Essa postura conciliadora traduz-se nas parcerias e na sonoridade. “Baiana”, com Caetano Veloso, empresta tambores ancestrais para contar um romance. Em “Chapa”, a tristeza pelo amigo desaparecido é emoldurada pelas batuqueiras caboverdianas do Terreiro dos Órgãos. O continente africano também ecoa na leveza de “Mufete”, “Madagascar” e “Passarinhos” (com Vanessa da Mata). Acompanhada por versos que conscientizam e entretêm, a faceta pop periga ser mais eficiente para impedir que se repitam situações como a narrada por Emicida no Facebook: artista com turnês na Europa e coisa e tal, para o taxista paulistano que o discriminou ele era apenas um “pretinho”.

TEM QUE CONHECER ||||||| VIOLENT FEMMES
Depois de 15 anos congelado, o Violent Femmes ressuscitou com a inédita “Love Love Love”. É uma boa oportunidade para descobrir o que o trio americano de Milwaukee fez de melhor. O grupo estreou com um disco homônimo em que não só estabelecia algumas características de um gênero que, na falta de um nome melhor, ainda era tachado de folk punk, como exalava uma originalidade que ia além da pegada “caipira indie”. O álbum seria reconhecido na década seguinte como a obra-prima que sempre foi, com “To the Kill”, “Add it Up”, “Kiss Off” e “Gone Daddy Gone” encantando toda uma geração que prefere ser chamada de alt country.

ITENS LISTADOS
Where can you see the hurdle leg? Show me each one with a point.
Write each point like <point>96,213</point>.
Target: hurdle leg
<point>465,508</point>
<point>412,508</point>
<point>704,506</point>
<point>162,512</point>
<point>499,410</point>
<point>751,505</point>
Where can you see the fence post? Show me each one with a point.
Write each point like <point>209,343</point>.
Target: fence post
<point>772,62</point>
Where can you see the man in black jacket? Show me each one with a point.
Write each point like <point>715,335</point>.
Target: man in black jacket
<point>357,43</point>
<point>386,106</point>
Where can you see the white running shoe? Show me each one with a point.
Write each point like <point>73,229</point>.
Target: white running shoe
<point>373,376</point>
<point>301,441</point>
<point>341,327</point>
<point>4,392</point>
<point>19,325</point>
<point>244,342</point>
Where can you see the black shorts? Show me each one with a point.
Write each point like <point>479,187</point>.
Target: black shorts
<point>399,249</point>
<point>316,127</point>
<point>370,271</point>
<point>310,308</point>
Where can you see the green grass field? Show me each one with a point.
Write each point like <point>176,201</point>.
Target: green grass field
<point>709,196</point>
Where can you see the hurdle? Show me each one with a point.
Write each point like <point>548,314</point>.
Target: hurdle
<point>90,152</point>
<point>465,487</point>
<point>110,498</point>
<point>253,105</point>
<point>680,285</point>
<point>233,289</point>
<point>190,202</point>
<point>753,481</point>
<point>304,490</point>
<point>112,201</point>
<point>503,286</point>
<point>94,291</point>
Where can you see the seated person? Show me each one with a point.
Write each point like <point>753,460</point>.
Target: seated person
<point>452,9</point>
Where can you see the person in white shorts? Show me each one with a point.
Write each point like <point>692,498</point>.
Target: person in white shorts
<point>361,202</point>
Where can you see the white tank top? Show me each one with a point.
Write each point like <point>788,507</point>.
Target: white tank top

ENUNCIADO
Transcreva fielmente o trecho do texto sobre música, começando em “TEM QUE CONHECER” e terminando em “de alt country.”.

RESPOSTA
TEM QUE CONHECER ||||||| VIOLENT FEMMES
Depois de 15 anos congelado, o Violent Femmes ressuscitou com a inédita “Love Love Love”. É uma boa oportunidade para descobrir o que o trio americano de Milwaukee fez de melhor. O grupo estreou com um disco homônimo em que não só estabelecia algumas características de um gênero que, na falta de um nome melhor, ainda era tachado de folk punk, como exalava uma originalidade que ia além da pegada “caipira indie”. O álbum seria reconhecido na década seguinte como a obra-prima que sempre foi, com “To the Kill”, “Add it Up”, “Kiss Off” e “Gone Daddy Gone” encantando toda uma geração que prefere ser chamada de alt country.